SELECTED EXCERPT:
====

As soon as Adam broke God’s commandment when his mind was deceived by the devil, his spirit was condemned and its subjective liability perished once and for all. Likewise, the spirit of the whole human race is condemned in Adam and died at once incorporated in Adam’s spirit. Thus, when the spirit created by God is united with its body in the mother’s womb that spirit dies, because all have part in Adam’s sin and have inherited the guilt and the sinful nature from Adam.
However, this all forms part of God’s greatest plan of salvation to establish his church once and for all. This church should be spotless, righteous, reconciled in His presence through the redemption by Jesus Christ. The Holy Spirit applies the eternal atoning death of Christ to the human spirit. Therefore the spirit is now able to live again and does not sin and die any more in the sense of the subjective liability for the mortal ‘soul and body’. As soon as the spirit is regenerated, therefore, the Holy Spirit takes this spirit as His indwelling place and powerfully begins to bear witness to the soul, so that this person can confess 000his/her sins and receive Jesus Christ as Saviour, that is, conversion.
Peck describes the regeneration of the spirit as the actual regeneration, in which the effect of sin and death is removed completely. He also depicts the regeneration of the body as the legal regeneration in the sense that any remaining influence of sin and death will be eliminated progressively through the power of the Holy Spirit and the Word of God. These effects of sin also will be demolished completely on the day of resurrection at the second coming of Christ. This indicates that Peck’s view on regeneration focuses for the human being as a whole, not only on the human spirit.
Peck regards regeneration as the mysterious work of the Holy Spirit in the sub-consciousness of humans. He also views it as a supernatural change, brought about by the power of the blood of Jesus, the Holy Spirit and the Word of God. In addition, he delineates it as an instantaneous change. When the Holy Spirit applies the redemption through Jesus Christ to the elect ones, their spirit immediately is raised from dead. This change is from death to life and has a ‘once-for-all’ character. Moreover, Peck characterises this process as a radical change.

====

EXERCISES:
[1] For each statement below, say whether it agrees with the excerpt on regeneration, answering yes or no and quoting the words of the excerpt that decide it. (a) Peck describes the regeneration of the body as the actual regeneration. (b) Peck regards regeneration as an instantaneous change. (c) The Holy Spirit applies the atoning death of Christ to the human body.
[2] According to the excerpt on regeneration, by what power does Peck say the supernatural change of regeneration is brought about?

[Annotated photo localization data]
====

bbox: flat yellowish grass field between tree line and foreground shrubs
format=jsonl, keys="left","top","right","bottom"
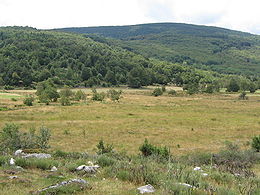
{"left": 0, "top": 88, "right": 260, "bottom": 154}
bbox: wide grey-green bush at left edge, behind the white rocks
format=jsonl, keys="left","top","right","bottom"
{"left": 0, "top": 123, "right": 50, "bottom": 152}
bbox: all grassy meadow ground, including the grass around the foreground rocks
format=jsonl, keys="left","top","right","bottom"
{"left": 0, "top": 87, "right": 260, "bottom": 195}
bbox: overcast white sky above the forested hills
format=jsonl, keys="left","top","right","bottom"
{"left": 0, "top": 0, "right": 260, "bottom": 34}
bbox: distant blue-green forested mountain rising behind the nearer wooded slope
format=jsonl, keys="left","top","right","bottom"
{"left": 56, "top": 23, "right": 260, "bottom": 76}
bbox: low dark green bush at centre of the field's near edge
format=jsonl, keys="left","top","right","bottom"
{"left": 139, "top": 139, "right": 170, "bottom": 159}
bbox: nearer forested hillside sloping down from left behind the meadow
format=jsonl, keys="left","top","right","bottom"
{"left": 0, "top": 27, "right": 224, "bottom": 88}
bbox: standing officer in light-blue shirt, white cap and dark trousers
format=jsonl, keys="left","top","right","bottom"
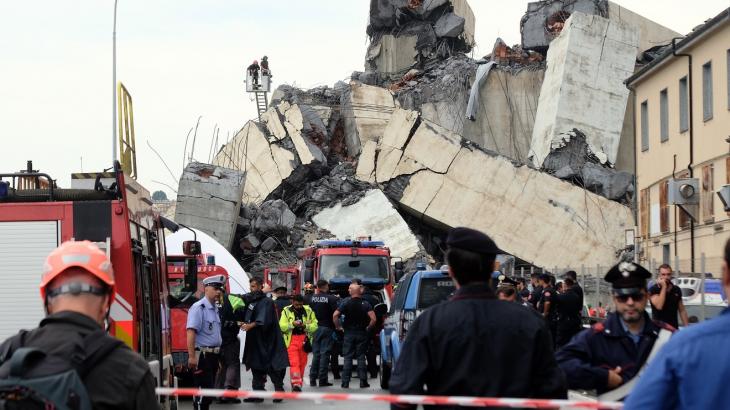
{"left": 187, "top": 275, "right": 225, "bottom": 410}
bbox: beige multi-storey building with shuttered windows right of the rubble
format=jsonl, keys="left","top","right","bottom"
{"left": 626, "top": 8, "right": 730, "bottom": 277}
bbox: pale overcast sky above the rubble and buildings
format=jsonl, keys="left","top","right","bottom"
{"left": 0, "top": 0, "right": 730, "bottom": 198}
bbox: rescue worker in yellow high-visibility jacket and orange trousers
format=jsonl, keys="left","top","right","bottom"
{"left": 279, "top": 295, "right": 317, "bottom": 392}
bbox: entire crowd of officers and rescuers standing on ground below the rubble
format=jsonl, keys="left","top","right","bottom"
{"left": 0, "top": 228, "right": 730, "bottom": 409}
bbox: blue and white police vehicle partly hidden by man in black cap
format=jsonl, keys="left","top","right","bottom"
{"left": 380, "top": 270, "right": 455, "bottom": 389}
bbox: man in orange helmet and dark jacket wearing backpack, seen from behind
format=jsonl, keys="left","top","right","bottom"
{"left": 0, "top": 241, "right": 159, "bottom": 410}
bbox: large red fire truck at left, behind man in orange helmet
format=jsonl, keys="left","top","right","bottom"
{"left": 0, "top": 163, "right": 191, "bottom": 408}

====

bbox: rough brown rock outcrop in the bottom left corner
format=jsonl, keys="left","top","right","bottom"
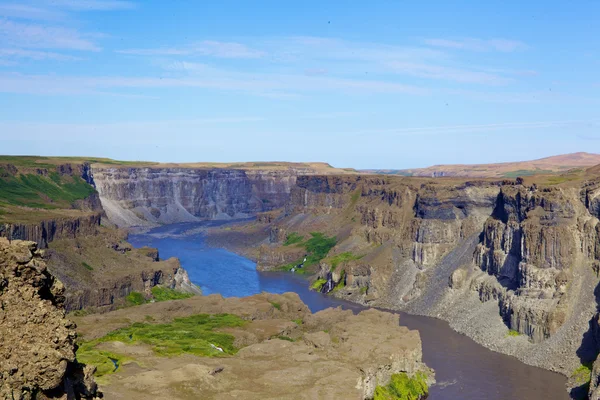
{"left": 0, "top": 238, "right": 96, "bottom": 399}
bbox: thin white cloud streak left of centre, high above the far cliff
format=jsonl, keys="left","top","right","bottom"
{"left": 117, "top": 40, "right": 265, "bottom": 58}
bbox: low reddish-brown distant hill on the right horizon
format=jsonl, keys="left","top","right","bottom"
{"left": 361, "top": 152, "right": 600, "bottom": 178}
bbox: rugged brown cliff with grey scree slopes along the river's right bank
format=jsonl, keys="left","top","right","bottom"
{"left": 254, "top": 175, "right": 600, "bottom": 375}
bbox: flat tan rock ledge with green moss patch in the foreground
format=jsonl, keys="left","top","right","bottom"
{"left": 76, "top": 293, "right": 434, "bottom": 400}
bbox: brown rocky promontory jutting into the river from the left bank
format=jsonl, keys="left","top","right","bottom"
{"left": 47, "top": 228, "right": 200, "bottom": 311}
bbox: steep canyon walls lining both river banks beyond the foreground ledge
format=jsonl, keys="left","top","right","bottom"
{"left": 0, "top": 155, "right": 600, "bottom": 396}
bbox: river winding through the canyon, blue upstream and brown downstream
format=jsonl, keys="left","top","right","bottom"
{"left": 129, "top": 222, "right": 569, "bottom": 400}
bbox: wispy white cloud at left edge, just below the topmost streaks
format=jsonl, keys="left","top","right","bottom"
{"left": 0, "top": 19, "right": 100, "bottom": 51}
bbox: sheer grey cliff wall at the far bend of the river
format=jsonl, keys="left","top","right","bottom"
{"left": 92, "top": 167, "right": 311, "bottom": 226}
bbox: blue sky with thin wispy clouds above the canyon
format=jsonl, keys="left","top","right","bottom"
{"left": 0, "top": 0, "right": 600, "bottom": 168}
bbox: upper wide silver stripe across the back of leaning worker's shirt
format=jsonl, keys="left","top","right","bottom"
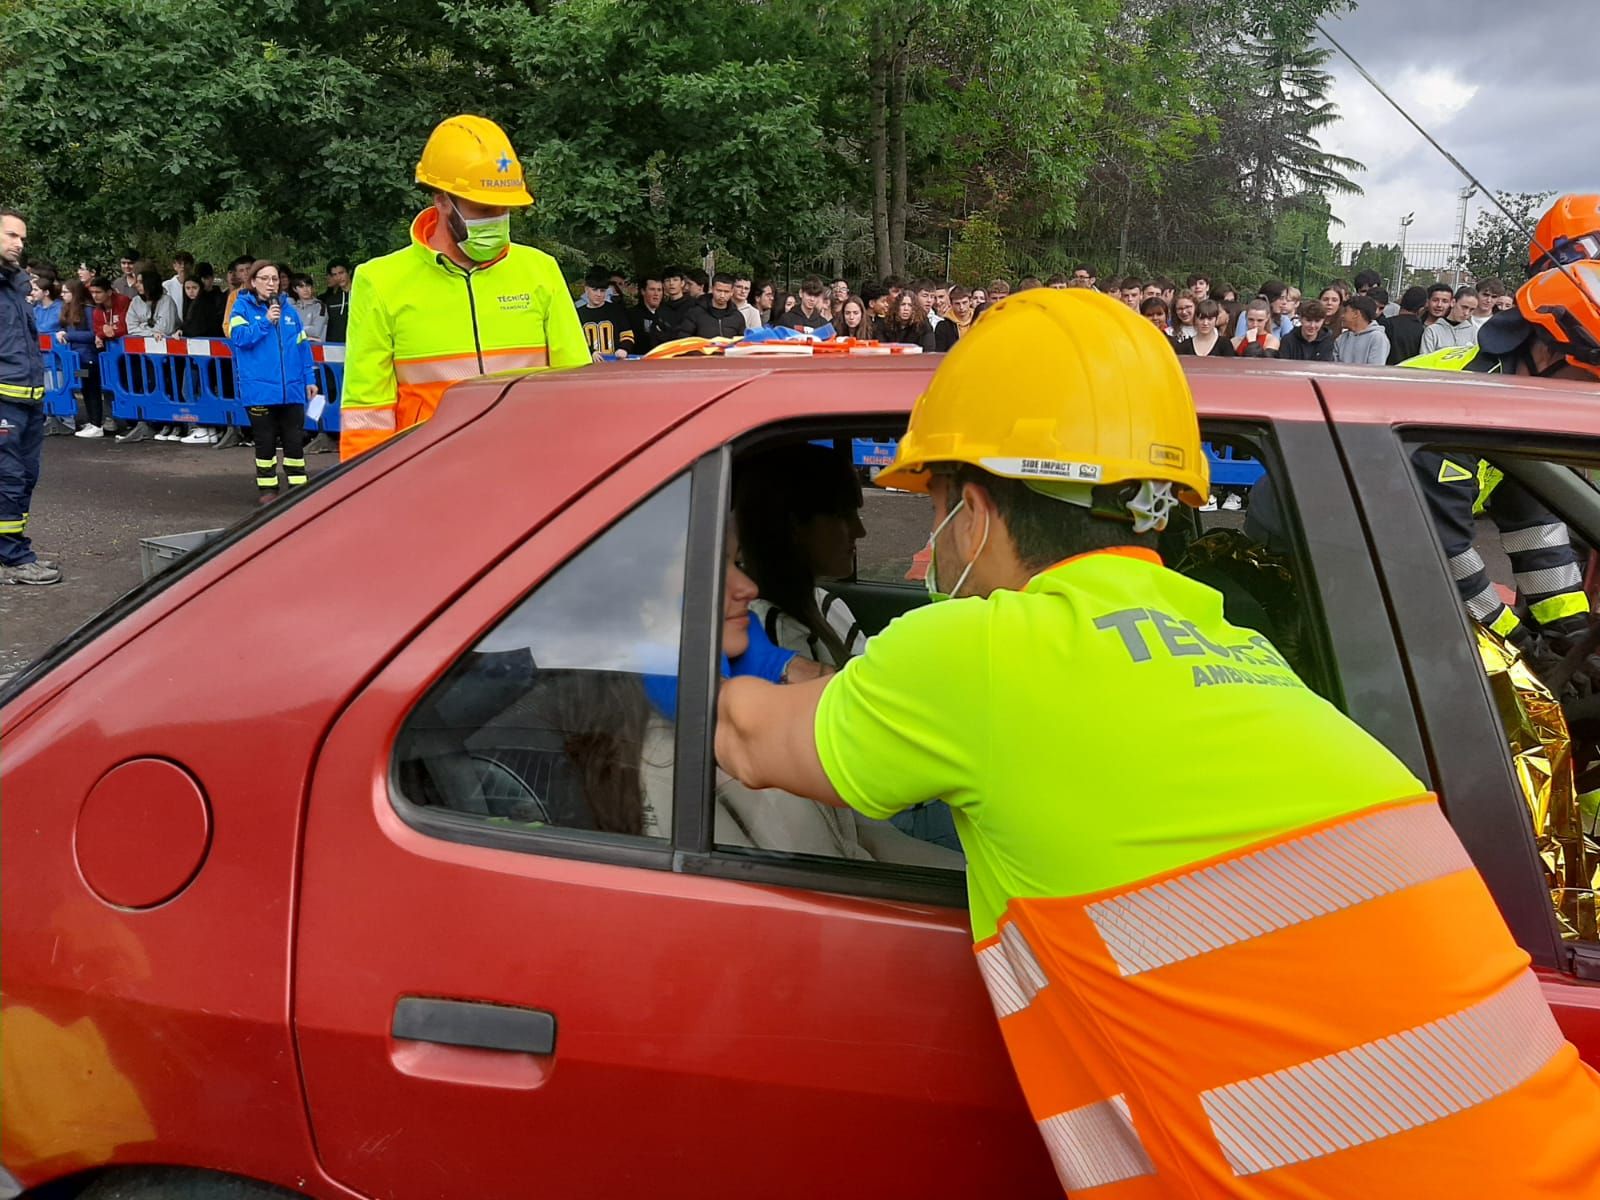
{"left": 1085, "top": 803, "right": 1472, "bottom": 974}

====

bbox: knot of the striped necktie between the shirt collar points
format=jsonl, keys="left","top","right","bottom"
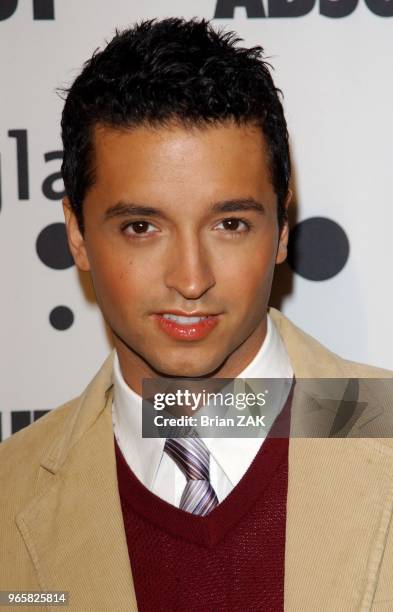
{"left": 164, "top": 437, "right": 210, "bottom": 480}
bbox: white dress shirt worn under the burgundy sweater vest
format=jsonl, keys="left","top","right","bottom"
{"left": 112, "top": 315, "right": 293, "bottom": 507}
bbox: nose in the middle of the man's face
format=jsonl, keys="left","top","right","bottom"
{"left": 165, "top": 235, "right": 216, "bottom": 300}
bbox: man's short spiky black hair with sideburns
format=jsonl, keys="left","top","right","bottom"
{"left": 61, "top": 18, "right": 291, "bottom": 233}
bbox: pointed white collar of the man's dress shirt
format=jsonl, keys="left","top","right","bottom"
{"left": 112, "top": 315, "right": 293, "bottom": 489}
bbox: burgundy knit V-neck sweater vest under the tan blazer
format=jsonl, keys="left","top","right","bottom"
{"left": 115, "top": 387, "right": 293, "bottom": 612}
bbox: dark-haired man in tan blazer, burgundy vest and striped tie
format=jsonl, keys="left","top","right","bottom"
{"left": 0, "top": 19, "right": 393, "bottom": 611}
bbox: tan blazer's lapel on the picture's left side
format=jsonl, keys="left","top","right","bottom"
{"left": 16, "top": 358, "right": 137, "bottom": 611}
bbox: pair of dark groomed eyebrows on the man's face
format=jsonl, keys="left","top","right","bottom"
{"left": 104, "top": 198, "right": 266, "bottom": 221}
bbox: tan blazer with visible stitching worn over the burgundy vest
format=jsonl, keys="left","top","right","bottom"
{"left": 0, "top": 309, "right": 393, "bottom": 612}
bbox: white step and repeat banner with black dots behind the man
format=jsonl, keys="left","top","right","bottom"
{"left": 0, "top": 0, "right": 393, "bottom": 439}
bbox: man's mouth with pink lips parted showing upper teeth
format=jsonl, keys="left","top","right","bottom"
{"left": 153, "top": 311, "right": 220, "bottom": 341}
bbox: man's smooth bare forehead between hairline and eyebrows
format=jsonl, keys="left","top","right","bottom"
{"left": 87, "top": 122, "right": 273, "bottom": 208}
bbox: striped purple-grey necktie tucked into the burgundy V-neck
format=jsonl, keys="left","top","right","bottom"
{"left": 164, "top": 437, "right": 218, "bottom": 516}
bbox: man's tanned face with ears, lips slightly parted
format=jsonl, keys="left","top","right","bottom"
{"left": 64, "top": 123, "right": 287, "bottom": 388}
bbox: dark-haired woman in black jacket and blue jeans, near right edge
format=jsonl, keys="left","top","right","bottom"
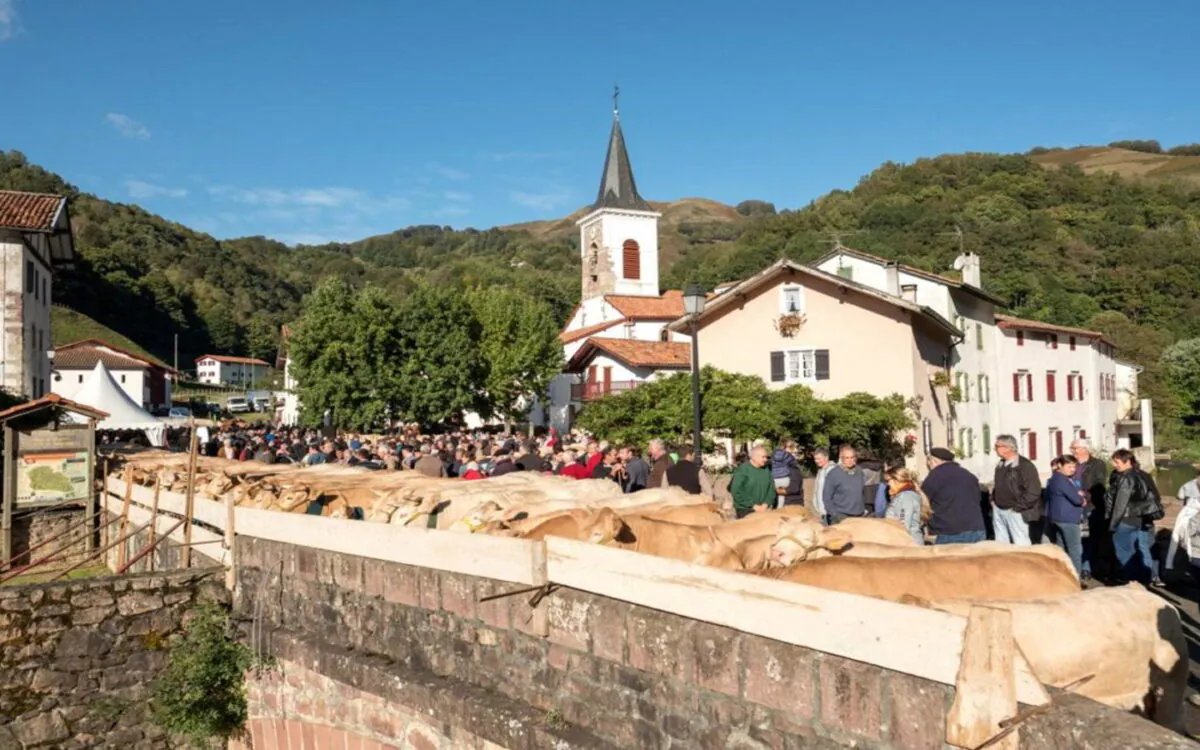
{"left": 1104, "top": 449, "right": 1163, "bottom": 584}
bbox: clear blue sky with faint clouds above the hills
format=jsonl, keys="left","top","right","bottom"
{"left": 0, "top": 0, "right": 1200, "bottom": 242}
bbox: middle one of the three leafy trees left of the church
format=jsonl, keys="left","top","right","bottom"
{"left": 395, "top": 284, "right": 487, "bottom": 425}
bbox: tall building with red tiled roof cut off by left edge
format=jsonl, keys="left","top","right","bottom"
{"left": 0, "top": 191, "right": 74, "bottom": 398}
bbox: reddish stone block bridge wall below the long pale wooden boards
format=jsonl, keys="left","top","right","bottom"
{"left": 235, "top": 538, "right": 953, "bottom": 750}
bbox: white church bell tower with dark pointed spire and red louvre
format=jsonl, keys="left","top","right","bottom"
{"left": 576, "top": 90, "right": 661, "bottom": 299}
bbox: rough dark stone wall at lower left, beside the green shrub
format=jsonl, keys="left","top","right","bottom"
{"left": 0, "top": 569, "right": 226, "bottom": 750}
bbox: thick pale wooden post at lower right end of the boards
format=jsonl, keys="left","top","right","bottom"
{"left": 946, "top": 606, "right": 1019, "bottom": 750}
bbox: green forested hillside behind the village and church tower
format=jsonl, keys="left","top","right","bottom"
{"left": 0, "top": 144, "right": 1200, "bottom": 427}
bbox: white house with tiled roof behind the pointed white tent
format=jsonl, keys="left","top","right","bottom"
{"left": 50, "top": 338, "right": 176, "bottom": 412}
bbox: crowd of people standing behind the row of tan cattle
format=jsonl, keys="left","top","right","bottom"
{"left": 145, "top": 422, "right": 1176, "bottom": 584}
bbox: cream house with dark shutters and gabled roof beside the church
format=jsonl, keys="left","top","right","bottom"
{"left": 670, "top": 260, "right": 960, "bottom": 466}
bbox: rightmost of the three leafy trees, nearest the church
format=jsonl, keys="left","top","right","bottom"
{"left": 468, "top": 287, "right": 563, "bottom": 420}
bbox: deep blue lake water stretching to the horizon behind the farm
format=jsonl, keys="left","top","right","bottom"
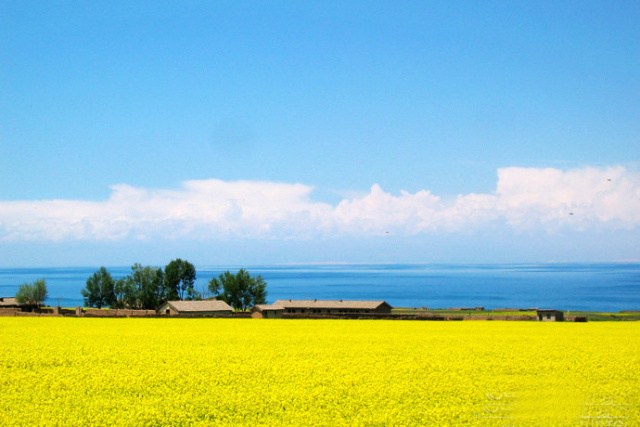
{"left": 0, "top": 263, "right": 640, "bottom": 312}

====

SOLVED TASKS:
[1]
(a) No: "Peck describes the regeneration of the spirit as the actual regeneration" and "the regeneration of the body as the legal regeneration."
(b) Yes: "he delineates it as an instantaneous change."
(c) No: "The Holy Spirit applies the eternal atoning death of Christ to the human spirit."

[2] It is brought about by the power of the blood of Jesus, the Holy Spirit and the Word of God.